* [WORK INSTRUCTION]:
Where a line holds the word "shirt", copy it from the records.

* [DATASET RECORDS]:
——

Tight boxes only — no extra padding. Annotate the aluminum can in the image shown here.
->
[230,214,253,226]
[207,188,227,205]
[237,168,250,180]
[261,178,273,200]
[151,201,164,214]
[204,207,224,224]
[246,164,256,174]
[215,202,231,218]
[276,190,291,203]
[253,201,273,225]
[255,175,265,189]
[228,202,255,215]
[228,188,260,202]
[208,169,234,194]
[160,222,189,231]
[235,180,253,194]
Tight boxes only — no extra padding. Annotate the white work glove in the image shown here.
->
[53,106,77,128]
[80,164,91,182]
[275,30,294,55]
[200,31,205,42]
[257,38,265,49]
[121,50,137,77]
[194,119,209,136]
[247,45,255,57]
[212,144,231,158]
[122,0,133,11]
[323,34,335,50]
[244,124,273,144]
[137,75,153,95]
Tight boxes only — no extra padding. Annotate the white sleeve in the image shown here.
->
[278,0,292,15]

——

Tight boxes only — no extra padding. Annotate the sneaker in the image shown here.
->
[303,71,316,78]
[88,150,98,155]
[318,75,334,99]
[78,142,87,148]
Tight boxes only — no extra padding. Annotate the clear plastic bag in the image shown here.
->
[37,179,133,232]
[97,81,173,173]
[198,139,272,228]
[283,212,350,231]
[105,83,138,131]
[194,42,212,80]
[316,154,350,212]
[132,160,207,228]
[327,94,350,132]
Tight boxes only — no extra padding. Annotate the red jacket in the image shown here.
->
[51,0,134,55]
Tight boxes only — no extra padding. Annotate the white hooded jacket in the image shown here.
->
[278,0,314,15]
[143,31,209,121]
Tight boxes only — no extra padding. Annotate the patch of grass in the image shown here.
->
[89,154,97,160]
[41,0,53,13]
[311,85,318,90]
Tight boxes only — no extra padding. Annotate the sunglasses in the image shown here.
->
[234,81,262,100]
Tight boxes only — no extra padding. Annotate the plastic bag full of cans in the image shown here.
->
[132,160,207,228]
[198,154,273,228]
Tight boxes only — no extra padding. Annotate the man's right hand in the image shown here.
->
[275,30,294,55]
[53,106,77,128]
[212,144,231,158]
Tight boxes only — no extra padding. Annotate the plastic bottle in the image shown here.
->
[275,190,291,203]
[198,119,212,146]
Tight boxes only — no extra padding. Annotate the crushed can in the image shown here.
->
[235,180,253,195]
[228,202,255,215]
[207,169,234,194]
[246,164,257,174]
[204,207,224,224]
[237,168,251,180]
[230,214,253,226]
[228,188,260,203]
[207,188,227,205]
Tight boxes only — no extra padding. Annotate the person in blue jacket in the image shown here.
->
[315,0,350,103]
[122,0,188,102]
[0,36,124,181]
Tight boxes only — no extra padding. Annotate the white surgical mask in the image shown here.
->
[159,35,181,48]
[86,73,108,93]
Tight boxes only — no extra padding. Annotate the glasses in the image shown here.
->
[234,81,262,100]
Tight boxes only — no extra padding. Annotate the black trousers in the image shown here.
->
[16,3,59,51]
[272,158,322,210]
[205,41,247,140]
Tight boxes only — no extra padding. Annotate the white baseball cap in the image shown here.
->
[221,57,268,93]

——

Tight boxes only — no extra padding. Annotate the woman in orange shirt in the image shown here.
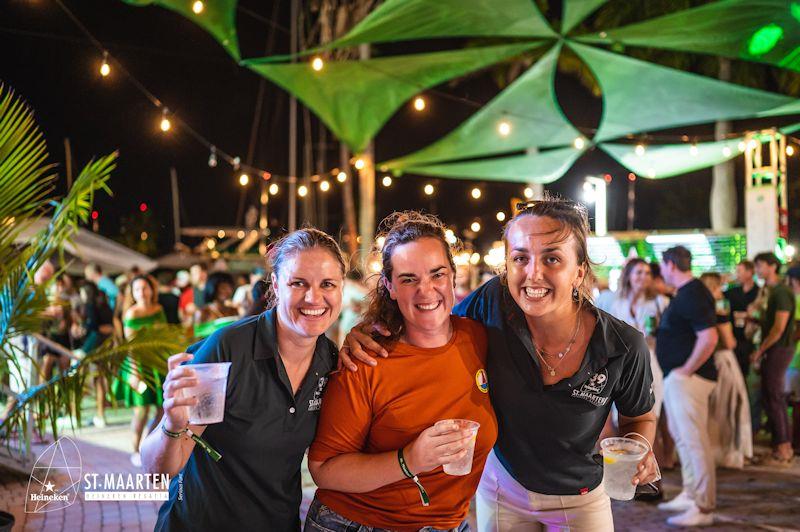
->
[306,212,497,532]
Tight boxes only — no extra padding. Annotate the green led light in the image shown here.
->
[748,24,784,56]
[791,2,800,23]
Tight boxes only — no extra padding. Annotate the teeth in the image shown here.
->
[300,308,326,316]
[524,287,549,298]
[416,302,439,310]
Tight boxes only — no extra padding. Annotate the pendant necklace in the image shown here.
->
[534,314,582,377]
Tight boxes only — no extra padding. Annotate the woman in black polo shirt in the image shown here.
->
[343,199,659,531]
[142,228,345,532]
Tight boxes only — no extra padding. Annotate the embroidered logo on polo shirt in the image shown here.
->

——

* [REPLY TO THE TASK]:
Tight boxes only — no extra padding. Annotate the woman in orange shirt in the image shown here.
Tight boxes only — no extra padding. Annotate the woman in black polo shirt in the image shown here.
Tight boxes only — no extra padding. Annotate the embroidered logo on polo shirt in the image shown here.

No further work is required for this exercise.